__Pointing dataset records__
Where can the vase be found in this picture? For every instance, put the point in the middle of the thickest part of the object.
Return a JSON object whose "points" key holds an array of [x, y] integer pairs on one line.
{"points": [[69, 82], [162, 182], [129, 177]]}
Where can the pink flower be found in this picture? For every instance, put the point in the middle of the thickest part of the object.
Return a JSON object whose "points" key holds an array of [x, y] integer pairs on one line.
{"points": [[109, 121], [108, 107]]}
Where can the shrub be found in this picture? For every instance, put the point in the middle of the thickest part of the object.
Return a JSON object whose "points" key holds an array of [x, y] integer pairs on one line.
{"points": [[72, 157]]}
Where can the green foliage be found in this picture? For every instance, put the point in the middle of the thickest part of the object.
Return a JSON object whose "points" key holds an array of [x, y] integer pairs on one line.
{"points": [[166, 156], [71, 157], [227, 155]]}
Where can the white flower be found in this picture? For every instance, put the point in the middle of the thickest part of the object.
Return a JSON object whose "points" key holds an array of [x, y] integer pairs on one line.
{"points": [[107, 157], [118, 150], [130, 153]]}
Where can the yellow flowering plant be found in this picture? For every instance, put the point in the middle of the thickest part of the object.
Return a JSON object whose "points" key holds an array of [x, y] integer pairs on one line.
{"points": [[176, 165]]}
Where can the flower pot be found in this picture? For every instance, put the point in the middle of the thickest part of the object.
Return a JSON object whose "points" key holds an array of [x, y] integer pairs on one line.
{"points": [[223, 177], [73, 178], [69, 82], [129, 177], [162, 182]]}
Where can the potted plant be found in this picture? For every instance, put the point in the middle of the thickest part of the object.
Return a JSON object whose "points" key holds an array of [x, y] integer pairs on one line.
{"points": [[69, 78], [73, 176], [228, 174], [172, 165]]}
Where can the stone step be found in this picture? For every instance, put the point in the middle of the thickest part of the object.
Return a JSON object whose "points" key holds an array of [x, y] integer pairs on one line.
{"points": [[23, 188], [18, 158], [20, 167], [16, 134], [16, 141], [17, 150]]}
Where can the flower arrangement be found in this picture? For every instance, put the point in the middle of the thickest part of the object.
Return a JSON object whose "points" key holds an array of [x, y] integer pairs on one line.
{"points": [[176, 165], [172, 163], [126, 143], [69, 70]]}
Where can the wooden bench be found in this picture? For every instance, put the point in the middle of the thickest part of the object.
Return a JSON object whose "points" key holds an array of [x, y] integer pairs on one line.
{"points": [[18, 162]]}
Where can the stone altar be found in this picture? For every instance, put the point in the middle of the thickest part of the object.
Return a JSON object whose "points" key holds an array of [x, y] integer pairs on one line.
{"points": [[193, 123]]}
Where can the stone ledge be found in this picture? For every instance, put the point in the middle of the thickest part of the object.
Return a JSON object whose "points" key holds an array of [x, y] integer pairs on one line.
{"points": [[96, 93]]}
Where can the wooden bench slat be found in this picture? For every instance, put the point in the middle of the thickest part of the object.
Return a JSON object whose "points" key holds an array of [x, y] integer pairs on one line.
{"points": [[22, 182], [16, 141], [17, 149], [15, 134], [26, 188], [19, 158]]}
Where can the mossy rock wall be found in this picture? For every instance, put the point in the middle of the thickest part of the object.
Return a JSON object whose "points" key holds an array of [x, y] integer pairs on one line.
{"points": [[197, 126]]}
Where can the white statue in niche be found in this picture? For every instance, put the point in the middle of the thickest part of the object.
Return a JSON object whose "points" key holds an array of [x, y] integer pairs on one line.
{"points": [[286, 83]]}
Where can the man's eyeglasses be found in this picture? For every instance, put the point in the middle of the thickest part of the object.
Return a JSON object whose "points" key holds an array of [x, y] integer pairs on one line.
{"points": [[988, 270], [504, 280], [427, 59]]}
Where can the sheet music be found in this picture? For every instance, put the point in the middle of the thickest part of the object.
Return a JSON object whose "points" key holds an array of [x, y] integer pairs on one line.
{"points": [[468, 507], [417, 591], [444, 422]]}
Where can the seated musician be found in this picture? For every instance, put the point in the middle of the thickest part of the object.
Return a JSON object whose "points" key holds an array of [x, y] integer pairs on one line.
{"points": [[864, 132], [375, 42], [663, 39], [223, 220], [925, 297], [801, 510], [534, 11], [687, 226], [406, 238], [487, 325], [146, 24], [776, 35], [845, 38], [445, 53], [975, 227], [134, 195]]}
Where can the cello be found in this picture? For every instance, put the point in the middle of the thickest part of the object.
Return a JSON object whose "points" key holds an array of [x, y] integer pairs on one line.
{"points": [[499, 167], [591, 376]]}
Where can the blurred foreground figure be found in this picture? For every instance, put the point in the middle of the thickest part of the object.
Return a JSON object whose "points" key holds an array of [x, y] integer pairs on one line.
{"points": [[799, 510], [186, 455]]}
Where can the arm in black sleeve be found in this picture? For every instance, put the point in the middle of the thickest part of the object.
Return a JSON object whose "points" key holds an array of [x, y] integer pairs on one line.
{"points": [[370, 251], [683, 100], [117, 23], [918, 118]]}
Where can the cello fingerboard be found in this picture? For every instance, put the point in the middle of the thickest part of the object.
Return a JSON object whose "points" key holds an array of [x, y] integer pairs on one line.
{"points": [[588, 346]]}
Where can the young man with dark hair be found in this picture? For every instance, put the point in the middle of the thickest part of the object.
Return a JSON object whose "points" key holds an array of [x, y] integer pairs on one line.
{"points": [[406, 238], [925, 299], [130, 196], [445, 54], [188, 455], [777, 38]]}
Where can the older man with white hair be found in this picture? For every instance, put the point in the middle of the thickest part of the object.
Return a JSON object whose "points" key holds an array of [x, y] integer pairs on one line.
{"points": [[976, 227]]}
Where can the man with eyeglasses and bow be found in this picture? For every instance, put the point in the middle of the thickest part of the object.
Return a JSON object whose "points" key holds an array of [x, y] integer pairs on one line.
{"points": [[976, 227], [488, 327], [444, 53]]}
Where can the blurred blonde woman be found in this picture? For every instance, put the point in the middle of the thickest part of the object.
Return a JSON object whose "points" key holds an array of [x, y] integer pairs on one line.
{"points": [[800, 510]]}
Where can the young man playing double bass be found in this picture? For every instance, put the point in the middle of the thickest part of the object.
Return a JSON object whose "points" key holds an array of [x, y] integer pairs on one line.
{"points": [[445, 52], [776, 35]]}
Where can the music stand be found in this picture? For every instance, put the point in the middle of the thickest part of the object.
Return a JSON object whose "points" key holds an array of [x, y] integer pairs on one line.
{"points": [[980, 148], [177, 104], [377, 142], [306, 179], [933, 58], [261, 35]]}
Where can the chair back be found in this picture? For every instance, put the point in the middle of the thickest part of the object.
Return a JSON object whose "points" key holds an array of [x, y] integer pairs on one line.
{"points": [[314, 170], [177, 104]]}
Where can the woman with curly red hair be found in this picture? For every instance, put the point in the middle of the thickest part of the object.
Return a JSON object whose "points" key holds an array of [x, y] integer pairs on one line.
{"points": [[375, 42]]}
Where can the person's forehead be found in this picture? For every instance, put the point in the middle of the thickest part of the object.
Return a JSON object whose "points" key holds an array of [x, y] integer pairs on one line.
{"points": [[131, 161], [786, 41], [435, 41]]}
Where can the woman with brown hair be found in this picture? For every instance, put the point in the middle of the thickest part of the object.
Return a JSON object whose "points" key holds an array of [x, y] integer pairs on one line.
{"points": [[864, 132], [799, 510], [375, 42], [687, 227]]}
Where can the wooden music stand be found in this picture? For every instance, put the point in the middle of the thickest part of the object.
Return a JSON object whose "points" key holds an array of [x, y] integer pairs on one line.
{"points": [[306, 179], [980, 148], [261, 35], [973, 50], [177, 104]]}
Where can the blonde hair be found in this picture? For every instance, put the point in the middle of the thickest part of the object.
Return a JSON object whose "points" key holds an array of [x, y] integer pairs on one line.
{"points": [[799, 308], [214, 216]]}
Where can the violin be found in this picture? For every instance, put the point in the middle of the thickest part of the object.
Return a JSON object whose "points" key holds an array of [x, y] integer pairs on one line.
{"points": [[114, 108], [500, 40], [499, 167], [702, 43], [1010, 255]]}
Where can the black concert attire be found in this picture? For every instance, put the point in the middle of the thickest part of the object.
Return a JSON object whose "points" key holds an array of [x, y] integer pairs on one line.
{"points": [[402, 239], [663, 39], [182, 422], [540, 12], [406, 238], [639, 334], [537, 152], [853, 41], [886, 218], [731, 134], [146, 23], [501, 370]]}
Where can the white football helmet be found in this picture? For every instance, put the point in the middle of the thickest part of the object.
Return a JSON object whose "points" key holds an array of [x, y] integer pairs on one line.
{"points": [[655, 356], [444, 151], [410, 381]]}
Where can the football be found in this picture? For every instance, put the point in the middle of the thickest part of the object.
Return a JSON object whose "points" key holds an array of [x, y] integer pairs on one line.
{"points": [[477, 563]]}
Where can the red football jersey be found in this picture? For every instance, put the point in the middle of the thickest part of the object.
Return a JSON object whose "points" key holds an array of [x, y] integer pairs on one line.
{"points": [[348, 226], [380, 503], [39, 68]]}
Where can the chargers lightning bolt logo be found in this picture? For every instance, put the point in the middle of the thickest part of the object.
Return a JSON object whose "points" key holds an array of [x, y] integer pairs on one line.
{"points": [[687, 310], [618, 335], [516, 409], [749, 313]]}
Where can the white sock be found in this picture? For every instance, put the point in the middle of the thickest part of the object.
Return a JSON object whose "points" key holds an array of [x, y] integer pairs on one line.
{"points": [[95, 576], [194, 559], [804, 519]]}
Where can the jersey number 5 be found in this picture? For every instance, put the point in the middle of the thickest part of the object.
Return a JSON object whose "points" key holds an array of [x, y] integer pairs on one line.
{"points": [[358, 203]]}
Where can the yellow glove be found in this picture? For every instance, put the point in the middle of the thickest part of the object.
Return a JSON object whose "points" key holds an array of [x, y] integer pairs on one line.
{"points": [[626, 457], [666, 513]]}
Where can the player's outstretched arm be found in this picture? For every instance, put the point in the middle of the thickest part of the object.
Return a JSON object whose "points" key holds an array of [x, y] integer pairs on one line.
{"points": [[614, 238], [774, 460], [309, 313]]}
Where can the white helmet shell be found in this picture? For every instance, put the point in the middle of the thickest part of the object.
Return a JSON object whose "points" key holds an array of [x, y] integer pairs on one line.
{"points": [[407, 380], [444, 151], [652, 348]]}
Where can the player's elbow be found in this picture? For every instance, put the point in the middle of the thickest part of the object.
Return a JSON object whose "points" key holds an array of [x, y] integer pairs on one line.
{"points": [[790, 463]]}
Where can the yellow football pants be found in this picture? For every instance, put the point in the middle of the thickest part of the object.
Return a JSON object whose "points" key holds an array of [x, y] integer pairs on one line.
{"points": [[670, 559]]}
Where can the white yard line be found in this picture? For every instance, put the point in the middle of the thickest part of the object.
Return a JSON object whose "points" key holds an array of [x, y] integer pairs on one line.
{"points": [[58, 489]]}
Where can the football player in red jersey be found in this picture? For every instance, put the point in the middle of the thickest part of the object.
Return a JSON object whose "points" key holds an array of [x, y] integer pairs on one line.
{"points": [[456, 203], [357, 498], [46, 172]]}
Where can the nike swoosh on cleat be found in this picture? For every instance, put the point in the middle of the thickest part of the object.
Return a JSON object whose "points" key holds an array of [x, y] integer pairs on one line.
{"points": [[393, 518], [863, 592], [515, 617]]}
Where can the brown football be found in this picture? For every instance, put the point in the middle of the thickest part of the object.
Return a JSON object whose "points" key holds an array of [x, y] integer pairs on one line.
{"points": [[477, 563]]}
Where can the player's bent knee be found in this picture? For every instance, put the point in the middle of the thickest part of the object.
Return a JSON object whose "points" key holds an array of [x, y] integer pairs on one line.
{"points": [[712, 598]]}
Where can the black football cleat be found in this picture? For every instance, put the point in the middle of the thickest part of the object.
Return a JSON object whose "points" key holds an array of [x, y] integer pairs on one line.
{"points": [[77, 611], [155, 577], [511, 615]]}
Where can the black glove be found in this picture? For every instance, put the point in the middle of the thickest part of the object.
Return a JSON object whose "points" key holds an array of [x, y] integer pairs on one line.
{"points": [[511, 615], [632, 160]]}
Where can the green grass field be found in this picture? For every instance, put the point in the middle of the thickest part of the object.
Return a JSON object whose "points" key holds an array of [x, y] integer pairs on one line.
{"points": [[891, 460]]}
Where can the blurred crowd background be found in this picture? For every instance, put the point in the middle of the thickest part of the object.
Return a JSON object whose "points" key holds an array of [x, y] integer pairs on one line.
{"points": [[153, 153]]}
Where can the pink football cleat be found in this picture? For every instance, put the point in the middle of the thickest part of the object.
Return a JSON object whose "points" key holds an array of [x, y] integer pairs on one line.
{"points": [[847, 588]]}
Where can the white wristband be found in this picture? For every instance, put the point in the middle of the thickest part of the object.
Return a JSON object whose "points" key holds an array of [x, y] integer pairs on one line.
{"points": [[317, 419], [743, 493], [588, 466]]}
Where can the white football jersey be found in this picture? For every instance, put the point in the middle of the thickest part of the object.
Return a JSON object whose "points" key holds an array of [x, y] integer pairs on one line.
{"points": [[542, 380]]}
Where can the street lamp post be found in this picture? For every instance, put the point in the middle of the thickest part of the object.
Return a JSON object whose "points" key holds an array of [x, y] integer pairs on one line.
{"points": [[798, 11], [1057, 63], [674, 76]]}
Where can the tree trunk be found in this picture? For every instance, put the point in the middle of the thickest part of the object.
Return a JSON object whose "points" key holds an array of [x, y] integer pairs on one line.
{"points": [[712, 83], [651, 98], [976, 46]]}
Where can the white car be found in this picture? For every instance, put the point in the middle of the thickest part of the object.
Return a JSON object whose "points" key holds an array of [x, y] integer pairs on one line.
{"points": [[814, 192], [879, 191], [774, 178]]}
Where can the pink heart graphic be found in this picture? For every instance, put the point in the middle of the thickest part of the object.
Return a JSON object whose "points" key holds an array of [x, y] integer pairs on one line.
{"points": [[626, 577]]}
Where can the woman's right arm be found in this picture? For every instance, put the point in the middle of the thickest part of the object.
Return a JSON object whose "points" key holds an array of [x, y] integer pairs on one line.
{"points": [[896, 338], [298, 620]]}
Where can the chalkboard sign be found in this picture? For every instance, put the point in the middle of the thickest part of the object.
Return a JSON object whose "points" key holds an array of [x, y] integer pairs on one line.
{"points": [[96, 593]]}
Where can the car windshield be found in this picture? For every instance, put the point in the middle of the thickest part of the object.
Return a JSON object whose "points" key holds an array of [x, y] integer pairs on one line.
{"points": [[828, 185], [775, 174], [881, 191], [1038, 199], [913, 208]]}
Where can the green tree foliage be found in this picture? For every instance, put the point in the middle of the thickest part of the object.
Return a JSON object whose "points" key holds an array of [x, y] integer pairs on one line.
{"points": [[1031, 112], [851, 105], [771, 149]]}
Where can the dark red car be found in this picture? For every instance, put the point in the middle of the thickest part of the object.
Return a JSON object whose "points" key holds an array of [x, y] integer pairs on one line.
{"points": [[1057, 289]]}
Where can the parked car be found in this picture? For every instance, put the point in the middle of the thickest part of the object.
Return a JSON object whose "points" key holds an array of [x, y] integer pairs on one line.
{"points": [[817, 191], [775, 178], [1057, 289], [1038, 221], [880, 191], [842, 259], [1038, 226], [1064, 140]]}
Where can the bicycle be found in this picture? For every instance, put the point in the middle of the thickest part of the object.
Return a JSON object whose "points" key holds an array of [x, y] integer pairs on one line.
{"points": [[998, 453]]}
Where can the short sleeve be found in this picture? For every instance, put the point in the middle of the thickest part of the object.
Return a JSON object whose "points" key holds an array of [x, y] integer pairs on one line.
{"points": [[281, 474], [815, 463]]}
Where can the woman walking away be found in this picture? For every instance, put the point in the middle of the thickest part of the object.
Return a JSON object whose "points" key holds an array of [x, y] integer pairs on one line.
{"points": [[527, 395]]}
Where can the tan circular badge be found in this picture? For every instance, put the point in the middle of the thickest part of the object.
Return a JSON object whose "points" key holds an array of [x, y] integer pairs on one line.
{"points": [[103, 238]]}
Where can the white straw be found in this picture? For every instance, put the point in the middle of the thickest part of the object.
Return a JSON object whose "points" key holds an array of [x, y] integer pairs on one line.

__Set task__
Locate the line that contains "Where can the green tree", then please quote it and every line after it to the end of the entries above, exactly and with nothing else.

__Reply__
Where can the green tree foliage be found in this picture? For every instance, put the point in the middle of the thickest part of the object.
Return a JSON object whose "points" key holds an array of [x, y] integer pairs on one line.
{"points": [[1031, 112], [851, 105], [771, 149]]}
Where can the dark red car be found in this picture? For every instance, put the point in the middle of the thickest part of the object.
Return a JSON object whose "points" key holds an array of [x, y] integer pairs on one line.
{"points": [[1057, 289]]}
Where can the parked car be found in this picture? For every instance, put the point in the middle of the thickest part of the object.
Return a JSON object whose "points" key holds an array of [x, y] integer pairs on one line.
{"points": [[817, 191], [775, 178], [1057, 289], [1038, 221], [880, 191], [842, 259], [1038, 226], [1064, 140]]}
Where can the bicycle be found in this picture? For every instance, put the point in the middle of the thickest part of the object.
Return a JSON object whose "points" key holds an array of [x, y] integer pairs on one line.
{"points": [[998, 453]]}
Where can the short sleeve be found in this picture? For every instance, put the point in the middle of the thickest part of the object.
Return a JSON object whose "points" key holds an array of [x, y] integer pairs on one line.
{"points": [[281, 474], [815, 463]]}
Where can the woman walking away be found in this picture? For every instance, put the point in the middle of the thickest part of the object.
Return a JSON object whose "points" key holds an array of [x, y] integer pairs on one line.
{"points": [[527, 395]]}
Where can the tan circular badge be found in this picture? For every instance, put the point in the middle of the thickest part of the object.
Return a JSON object whose "points" key holds an array of [x, y] integer pairs on one line.
{"points": [[103, 238]]}
Where can the white straw be found in this picture? For every instance, put the point in the middle of the thickest part of the object.
Return a JSON object whose "points" key holds an array of [x, y] integer pairs on one line.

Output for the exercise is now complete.